What the exercise asks:
Copy the passage of this report on hypertension awareness in Nepal word for word, everything from "More than 50" down to "of Medical Sciences.".

Page excerpt:
More than 50 percent of adults with high blood pressure in suburban Nepal don’t know they have it, according to researchers from the University of Washington School of Public Health and the Kathmandu University School of Medical Sciences.
A new study based on data from nearly 300 hypertensive adults in the town of Dhulikhel, Nepal, found that most of those who were aware of their hypertension status were being treated, but only a small fraction had their chronic condition under control. Older adults and women had higher levels of awareness, as did people from historically well-off and educated ethnic groups.
“Nepal, a country of about 27 million people, has an astounding ethnic diversity and insights into the differences in health literacy between these ethnic groups is crucial to develop targeted health programs,” said lead author Dr. Biraj Karmacharya, who conducted the study as a graduate student in the School’s Department of Epidemiology. Dr. Karmacharya is a post-doctoral fellow in the UW’s Cardiovascular Health Research Unit.
Hypertension “ranks among the most important risk factors for cardiovascular disease, contributing to 45 percent of global cardiovascular disease morbidity and mortality,” the researchers wrote.
To gain more insight into the awareness, treatment and control of hypertension, Dr. Karmacharya and his research team used baseline data from the Dhulikhel Heart Study. The original study, which included health interviews and blood pressure measurements, looked at cardiovascular disease risk factors among 1073 participants from randomly selected households.

Information given:
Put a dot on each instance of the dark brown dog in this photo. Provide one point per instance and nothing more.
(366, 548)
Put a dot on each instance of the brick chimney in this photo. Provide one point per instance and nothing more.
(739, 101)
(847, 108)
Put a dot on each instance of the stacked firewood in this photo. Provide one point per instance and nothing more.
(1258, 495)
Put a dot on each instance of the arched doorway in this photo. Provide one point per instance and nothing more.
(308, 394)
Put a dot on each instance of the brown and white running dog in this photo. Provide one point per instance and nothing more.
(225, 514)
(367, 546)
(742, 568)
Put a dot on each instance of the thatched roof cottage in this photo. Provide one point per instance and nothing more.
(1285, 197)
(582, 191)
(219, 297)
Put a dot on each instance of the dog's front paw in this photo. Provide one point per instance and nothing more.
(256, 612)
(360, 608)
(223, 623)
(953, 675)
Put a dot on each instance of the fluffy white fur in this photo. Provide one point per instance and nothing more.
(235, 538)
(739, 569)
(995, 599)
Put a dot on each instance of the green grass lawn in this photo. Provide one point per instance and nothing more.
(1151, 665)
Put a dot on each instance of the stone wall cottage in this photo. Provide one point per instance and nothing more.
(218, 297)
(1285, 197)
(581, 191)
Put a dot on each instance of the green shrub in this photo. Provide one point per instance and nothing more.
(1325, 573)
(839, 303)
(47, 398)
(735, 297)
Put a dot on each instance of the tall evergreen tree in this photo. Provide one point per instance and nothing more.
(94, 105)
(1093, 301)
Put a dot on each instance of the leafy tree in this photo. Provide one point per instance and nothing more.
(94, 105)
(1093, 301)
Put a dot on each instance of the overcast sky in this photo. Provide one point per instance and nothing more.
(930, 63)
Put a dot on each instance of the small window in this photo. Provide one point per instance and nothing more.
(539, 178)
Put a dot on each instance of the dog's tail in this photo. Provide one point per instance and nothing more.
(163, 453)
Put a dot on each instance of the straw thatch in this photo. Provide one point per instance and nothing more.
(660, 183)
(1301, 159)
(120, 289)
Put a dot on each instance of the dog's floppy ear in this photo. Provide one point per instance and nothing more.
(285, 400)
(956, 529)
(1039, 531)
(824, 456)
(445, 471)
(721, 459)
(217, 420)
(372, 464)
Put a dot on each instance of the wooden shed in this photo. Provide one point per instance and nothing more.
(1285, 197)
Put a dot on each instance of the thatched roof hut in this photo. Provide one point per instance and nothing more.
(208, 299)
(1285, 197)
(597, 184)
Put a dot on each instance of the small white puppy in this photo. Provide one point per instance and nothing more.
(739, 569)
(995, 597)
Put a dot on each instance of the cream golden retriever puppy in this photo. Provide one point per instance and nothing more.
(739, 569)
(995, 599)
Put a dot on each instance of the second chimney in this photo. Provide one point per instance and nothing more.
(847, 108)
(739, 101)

Answer section:
More than 50 percent of adults with high blood pressure in suburban Nepal don’t know they have it, according to researchers from the University of Washington School of Public Health and the Kathmandu University School of Medical Sciences.